| Exercise requirements |
1. List the three actions the passage on scholarly articles says a peer-review panel can take on a submission.
2. Retype the passage on scholarly articles word for word, everything from "Methods in Critical" down to "PhD, MD, MA/MS.".

| Provided passage |

_ _ _ _ _

Methods in Critical Race & Ethnic Studies

Scholarly Articles

  • Longer articles, at least 7 pages, multiple columns on each page
  • Are written by experts in their field, for other experts
  • Authors have credentials to be considered experts, such as a PhD, MD, MA/MS. 
  • Language can be very technical, and varies based on discipline. This can make these articles difficult to understand for students and others new to the field
  • In the Sciences, scholarly articles include visual representations of data, in charts, graphs and tables
  • Full of citations and include a long list of references/bibliography
  • Peer reviewed
    • A panel of experts reads each article submitted to a scholarly journal and provides feedback to the author(s) anonymously. The panel can accept submissions, ask for revisions, or outright reject them. The articles included in an issue of the journal went through the whole process, including revisions and final acceptance.

_ _ _ _ _

[Point-based annotation data]
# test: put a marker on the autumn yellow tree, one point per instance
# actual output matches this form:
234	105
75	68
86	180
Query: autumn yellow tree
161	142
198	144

_ _ _ _ _

| Results for each task |
1.
- Accept the submission
- Ask for revisions
- Outright reject it

2.
Methods in Critical Race & Ethnic Studies

Scholarly Articles

  • Longer articles, at least 7 pages, multiple columns on each page
  • Are written by experts in their field, for other experts
  • Authors have credentials to be considered experts, such as a PhD, MD, MA/MS.